## Reading text

※

A degree-one normal map (f,b) \colon M \to X is normally cobordant to a homotopy equivalence if and only if the image \theta (f,b)=0 in L_n (\mathbb{Z} [\pi_1 (X)]).

Sketch of the definition[edit]

The surgery obstruction of a degree-one normal map has a relatively complicated definition.

Consider a degree-one normal map (f,b) \colon M \to X. The idea in deciding the question whether it is normally cobordant to a homotopy equivalence is to try to systematically improve (f,b) so that the map f becomes m-connected (that means the homotopy groups \pi_* (f)=0 for * \leq m) for high m. It is a consequence of Poincaré duality that if we can achieve this for m > \lfloor n/2 \rfloor then the map f already is a homotopy equivalence. The word systematically above refers to the fact that one tries to do surgeries on M to kill elements of \pi_i (f). In fact it is more convenient to use homology of the universal covers to observe how connected the map f is. More precisely, one works with the surgery kernels K_i (\tilde M) : = \mathrm{ker} \{f_* \colon H_i (\tilde M) \rightarrow H_i (\tilde X)\} which one views as \mathbb{Z}[\pi_1 (X)]-modules. If all these vanish, then the map f is a homotopy equivalence. As a consequence of Poincaré duality on M and X there is a \mathbb{Z}[\pi_1 (X)]-modules Poincaré duality K^{n-i} (\tilde M) \cong K_i (\tilde M), so one only has to watch half of them, that means those for which i \leq \lfloor n/2 \rfloor.

Any degree-one normal map can be made \lfloor n/2 \rfloor-connected by the process called surgery below the middle dimension. This is the process of killing elements of K_i (\tilde M) for i < \lfloor n/2 \rfloor described here when we have p+q = n such that i = p < \lfloor n/2 \rfloor. After this is done there are two cases.

※

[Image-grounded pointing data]
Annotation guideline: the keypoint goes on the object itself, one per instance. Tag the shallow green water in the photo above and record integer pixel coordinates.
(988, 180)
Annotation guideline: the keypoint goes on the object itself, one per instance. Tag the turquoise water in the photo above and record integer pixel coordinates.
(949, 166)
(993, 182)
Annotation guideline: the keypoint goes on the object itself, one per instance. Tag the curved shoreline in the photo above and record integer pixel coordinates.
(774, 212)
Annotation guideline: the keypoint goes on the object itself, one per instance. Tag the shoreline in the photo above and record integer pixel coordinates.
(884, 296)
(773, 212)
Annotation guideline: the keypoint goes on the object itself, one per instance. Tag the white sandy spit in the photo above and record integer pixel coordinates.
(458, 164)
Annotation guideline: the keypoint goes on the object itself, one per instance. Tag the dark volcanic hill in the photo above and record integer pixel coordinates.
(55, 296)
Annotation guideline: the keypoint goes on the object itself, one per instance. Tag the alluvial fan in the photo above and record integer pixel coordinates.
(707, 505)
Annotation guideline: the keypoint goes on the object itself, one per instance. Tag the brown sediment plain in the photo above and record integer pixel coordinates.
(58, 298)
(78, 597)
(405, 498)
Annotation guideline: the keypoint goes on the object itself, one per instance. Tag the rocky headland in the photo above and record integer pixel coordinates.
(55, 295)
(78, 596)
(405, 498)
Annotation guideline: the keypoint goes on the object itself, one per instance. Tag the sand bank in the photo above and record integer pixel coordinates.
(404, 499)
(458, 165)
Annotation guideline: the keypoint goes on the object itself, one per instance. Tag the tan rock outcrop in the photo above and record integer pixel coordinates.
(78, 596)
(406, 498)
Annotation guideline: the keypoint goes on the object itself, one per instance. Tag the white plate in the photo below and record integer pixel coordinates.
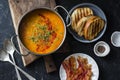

※

## Questions to answer
1. In the surgery obstruction text, what is the name of the process that can make any degree-one normal map connected up to half its dimension?
2. Extend the surgery obstruction text, picking up right after its final sentence.

## Written responses
1. It is called surgery below the middle dimension.

2.
1. If n=2k then the only nontrivial homology group is the kernel K_k (\tilde M) : = \mathrm{ker} \{f_* \colon H_k (\tilde M) \rightarrow H_k (\tilde X)\}. It turns out that the cup-product pairings on M and X induce a cup-product pairing on K_k(\tilde M). This defines a symmetric bilinear form in case k=2l and a skew-symmetric bilinear form in case k=2l+1. It turns out that these forms can be refined to \varepsilon-quadratic forms, where \varepsilon = (-1)^k. These \varepsilon-quadratic forms define elements in the L-groups L_n (\pi_1 (X)).

2. If n=2k+1 the definition is more complicated. Instead of a quadratic form one obtains from the geometry a quadratic formation, which is a kind of automorphism of quadratic forms. Such a thing defines an element in the odd-dimensional L-group L_n (\pi_1 (X)).

If the element \theta (f,b) is zero in the L-group surgery can be done on M to modify f to a homotopy equivalence.

Geometrically the reason why this is not always possible is that performing surgery in the middle dimension to kill an element in K_k (\tilde M) possibly creates an element in K_{k-1} (\tilde M) when n = 2k or in K_{k} (\tilde M) when n=2k+1. So this possibly destroys what has already been achieved. However, if \theta (f,b) is zero, surgeries can be arranged in such a way that this does not happen.


In the simply connected case the following happens.

If n = 2k+1 there is no obstruction.

If n = 4l then the surgery obstruction can be calculated as the difference of the signatures of M and X.

If n = 4l+2 then the surgery obstruction is the Arf-invariant of the associated kernel quadratic form over \mathbb{Z}_2.